======== The data
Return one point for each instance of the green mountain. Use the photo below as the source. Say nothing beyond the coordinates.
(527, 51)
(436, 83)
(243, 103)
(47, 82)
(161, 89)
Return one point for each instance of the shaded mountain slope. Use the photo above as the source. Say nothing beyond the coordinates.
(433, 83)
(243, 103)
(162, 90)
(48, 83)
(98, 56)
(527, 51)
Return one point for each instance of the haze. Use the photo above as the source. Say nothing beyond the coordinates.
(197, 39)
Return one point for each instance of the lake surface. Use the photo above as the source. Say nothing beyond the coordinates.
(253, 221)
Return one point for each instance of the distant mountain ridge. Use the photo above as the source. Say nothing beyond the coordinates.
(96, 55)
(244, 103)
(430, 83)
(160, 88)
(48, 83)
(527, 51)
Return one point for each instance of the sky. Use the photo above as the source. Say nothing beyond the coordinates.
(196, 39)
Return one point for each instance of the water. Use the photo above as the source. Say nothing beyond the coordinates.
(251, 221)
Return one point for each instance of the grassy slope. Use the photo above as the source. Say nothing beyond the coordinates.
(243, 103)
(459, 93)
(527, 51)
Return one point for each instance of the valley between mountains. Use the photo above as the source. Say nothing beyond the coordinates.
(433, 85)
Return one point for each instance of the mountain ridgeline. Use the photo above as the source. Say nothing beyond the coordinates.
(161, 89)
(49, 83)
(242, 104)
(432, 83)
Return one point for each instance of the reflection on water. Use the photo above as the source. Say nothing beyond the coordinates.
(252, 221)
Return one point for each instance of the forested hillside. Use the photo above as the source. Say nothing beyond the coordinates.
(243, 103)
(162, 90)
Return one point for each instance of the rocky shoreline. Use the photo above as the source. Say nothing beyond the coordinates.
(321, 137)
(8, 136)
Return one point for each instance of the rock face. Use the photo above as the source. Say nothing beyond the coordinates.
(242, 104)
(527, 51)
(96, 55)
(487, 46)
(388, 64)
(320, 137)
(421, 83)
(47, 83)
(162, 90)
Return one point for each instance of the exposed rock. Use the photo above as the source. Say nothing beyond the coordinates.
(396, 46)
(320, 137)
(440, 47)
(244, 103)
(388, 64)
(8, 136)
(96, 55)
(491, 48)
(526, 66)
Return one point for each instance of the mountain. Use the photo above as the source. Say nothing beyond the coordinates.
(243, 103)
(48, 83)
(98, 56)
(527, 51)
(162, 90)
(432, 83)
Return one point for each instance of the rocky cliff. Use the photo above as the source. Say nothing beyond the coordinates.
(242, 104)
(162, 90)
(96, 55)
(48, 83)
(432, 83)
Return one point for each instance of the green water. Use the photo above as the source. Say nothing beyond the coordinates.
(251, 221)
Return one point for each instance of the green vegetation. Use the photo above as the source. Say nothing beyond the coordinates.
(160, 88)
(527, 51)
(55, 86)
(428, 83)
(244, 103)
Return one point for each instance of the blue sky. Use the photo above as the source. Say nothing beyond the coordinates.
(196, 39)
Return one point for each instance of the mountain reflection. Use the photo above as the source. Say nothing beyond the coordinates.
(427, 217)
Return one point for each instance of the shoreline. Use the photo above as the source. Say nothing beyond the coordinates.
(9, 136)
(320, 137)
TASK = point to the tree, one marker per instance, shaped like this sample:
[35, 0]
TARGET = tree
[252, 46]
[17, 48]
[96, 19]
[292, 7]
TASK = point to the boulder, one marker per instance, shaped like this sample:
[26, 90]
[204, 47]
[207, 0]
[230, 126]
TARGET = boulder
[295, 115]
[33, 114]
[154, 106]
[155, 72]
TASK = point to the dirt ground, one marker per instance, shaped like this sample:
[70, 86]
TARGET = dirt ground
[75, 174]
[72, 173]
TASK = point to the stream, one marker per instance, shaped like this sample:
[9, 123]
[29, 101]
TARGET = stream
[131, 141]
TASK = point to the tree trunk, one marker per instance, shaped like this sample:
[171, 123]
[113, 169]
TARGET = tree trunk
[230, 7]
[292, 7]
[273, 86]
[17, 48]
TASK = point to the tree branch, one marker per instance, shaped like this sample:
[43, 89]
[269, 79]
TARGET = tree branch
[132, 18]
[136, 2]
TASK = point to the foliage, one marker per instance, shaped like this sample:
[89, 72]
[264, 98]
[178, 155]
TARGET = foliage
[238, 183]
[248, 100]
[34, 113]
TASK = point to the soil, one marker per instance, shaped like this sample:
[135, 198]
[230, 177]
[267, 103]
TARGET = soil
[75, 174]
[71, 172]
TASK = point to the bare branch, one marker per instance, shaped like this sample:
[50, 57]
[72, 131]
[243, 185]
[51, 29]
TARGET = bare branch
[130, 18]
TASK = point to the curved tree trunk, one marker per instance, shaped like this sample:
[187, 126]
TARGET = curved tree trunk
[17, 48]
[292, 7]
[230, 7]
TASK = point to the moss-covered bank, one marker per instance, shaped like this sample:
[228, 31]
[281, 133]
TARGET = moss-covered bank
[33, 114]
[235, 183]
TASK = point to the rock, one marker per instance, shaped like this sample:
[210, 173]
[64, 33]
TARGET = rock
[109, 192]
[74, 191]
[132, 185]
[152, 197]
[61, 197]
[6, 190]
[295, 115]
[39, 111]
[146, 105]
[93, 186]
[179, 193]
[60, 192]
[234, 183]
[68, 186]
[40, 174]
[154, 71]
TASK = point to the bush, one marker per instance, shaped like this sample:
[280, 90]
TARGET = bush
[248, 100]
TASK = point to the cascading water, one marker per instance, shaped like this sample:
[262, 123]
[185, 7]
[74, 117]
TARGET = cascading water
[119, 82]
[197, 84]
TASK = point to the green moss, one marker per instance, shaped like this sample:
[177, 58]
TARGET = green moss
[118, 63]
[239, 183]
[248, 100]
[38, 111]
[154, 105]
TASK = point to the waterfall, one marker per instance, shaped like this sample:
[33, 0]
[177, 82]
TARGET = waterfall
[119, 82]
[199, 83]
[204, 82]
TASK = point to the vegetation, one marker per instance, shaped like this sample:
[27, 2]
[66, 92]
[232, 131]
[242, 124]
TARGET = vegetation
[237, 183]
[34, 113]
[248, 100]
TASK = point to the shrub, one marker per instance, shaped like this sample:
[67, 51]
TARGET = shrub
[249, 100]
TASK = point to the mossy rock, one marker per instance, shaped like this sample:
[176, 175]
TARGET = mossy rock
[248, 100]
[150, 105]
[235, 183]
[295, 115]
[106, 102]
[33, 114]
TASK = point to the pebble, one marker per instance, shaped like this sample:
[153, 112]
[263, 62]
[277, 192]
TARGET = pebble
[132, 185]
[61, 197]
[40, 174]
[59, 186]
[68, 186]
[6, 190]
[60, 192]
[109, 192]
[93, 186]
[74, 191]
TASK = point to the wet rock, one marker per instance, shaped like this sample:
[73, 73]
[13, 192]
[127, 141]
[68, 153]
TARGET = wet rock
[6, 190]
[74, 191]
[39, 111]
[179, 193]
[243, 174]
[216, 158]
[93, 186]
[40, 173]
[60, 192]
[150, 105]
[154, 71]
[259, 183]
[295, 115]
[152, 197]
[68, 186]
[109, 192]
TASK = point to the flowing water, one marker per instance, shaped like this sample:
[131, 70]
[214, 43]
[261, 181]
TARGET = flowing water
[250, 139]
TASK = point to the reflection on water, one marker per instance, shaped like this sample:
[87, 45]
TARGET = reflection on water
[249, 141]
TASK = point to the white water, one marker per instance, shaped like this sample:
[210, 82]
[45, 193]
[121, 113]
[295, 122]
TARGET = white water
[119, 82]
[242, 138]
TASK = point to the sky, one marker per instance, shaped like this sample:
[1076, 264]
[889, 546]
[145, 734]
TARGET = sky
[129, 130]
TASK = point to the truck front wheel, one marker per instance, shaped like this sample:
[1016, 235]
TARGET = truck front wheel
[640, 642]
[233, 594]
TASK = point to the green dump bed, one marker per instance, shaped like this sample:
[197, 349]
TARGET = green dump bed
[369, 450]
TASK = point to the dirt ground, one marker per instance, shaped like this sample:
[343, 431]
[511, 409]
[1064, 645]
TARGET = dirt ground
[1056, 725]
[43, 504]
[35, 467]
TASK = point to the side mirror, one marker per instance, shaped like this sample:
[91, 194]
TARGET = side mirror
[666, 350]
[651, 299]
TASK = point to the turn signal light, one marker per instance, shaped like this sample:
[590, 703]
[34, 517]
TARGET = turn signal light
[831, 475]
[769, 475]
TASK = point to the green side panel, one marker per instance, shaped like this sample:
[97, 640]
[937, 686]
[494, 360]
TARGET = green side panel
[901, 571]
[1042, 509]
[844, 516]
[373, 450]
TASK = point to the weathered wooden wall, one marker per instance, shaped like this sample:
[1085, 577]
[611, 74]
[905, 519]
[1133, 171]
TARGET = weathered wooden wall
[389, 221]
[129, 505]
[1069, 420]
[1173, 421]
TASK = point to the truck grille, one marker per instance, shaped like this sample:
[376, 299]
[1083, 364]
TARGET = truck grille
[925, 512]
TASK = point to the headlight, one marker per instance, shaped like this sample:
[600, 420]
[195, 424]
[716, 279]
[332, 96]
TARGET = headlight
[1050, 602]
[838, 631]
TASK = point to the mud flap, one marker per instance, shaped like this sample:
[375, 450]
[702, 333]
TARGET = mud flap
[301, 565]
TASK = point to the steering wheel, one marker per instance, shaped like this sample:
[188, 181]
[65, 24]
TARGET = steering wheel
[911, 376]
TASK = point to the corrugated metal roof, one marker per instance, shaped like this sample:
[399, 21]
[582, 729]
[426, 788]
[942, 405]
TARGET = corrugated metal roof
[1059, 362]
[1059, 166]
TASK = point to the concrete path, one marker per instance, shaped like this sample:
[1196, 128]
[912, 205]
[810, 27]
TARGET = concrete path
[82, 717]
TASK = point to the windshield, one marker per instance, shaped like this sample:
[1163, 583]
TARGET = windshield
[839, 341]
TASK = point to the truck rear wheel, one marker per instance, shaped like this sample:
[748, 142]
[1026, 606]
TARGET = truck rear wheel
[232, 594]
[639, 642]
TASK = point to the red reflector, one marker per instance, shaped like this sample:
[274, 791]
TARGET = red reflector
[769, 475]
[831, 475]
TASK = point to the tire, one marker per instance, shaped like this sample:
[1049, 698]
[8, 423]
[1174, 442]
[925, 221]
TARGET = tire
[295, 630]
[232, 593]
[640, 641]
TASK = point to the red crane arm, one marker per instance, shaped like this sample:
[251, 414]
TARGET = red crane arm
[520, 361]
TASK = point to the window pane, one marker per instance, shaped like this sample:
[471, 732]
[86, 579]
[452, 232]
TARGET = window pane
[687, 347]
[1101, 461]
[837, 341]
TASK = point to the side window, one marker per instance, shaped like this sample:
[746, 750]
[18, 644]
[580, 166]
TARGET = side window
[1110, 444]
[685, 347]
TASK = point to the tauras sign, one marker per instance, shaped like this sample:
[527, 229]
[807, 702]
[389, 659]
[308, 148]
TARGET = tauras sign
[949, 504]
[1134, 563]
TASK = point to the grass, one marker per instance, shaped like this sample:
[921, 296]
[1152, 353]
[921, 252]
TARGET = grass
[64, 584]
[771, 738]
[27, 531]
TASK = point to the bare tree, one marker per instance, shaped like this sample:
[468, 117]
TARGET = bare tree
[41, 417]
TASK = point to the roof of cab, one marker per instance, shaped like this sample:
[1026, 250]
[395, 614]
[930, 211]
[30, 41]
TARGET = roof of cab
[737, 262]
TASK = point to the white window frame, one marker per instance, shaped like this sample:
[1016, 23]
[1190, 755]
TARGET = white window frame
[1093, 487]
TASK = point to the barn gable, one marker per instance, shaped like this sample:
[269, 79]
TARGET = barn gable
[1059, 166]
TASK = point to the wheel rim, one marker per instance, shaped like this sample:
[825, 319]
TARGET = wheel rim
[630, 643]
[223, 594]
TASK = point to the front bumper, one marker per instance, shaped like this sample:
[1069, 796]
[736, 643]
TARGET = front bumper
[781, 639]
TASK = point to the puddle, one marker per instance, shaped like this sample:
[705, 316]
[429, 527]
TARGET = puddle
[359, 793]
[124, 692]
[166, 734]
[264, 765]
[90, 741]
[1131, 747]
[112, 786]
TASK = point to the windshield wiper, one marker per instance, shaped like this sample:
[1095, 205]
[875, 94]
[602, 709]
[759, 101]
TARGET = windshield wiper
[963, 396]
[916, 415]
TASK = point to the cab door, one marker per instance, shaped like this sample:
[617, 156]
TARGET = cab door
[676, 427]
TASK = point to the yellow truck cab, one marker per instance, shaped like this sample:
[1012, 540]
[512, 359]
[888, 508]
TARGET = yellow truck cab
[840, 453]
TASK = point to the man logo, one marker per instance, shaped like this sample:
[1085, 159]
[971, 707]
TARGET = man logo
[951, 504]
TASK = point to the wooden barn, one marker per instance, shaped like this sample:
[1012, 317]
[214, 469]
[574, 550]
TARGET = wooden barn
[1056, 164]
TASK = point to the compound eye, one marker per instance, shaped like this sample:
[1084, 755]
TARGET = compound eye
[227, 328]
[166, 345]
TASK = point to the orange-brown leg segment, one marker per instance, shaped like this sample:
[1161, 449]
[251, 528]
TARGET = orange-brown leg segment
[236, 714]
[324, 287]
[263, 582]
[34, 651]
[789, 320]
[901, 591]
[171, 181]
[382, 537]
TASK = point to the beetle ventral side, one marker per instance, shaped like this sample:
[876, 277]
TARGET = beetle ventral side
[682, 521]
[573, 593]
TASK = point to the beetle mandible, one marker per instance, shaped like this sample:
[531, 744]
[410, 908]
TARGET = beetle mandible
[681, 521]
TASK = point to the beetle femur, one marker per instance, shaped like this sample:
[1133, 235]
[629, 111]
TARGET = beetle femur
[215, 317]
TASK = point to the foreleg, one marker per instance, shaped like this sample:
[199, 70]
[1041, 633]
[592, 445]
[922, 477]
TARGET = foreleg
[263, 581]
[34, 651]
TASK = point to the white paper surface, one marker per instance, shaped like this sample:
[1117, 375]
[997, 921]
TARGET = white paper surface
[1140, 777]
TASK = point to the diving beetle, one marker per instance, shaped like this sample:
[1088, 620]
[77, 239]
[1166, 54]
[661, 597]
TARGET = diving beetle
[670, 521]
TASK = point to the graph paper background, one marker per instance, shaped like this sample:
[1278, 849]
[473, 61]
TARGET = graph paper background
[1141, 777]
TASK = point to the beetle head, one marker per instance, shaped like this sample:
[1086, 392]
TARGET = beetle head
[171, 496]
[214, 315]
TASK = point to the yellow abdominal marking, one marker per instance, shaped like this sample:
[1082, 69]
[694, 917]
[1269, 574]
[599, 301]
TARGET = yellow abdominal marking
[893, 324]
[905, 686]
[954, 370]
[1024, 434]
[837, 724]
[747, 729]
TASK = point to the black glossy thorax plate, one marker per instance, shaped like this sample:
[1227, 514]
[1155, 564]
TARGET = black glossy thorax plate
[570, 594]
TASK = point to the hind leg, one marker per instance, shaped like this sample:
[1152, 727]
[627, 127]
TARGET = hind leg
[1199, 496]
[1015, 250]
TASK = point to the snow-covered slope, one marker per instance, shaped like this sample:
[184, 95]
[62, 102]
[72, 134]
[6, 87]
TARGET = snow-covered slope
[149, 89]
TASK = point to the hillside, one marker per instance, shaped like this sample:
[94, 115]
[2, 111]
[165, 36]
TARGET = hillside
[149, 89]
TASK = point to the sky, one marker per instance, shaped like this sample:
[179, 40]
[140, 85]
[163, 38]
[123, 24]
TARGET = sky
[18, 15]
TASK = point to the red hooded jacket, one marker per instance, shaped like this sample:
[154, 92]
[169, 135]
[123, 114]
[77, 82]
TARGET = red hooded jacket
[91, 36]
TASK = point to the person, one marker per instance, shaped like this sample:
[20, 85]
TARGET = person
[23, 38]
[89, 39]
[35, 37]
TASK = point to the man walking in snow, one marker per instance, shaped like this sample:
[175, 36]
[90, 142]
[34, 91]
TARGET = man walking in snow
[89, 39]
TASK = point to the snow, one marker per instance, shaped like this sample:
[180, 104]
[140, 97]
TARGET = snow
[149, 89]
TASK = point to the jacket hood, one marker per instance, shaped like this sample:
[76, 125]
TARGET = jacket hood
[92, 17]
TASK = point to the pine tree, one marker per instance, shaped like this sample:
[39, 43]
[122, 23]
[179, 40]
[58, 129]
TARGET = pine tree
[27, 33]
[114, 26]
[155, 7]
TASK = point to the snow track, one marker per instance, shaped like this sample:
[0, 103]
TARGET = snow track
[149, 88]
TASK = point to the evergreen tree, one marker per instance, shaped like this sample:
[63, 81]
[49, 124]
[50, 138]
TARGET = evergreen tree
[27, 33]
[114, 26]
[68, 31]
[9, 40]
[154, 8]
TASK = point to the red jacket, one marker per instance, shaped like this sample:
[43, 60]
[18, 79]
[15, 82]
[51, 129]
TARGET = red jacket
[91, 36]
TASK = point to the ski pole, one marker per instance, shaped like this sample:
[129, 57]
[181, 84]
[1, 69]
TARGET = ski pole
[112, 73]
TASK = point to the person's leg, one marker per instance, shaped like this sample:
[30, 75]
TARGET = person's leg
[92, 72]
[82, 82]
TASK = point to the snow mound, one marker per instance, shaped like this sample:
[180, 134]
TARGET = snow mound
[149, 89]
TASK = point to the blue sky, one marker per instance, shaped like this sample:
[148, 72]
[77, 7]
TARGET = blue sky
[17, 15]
================
Problem — Take the line in which "TASK = point to the red jacket, one" occurs and each subsequent line through the end; give these lines again without alteration.

Answer to this task —
TASK = point to the red jacket, one marker per instance, shaped like this sample:
[43, 60]
[18, 79]
[15, 82]
[51, 129]
TARGET = red jacket
[91, 36]
TASK = point to the ski pole, one marker per instance, shaped like this sample:
[129, 57]
[181, 84]
[1, 69]
TARGET = ski pole
[112, 73]
TASK = point to the person's leg, one marker per instance, shaped like this sample:
[30, 75]
TARGET = person's leg
[92, 72]
[82, 82]
TASK = point to the snow mound, one marker per instance, shaped like this sample:
[180, 134]
TARGET = snow mound
[149, 89]
TASK = point to the blue sky, one marker per instance, shaped like this sample:
[148, 72]
[77, 7]
TARGET = blue sky
[17, 15]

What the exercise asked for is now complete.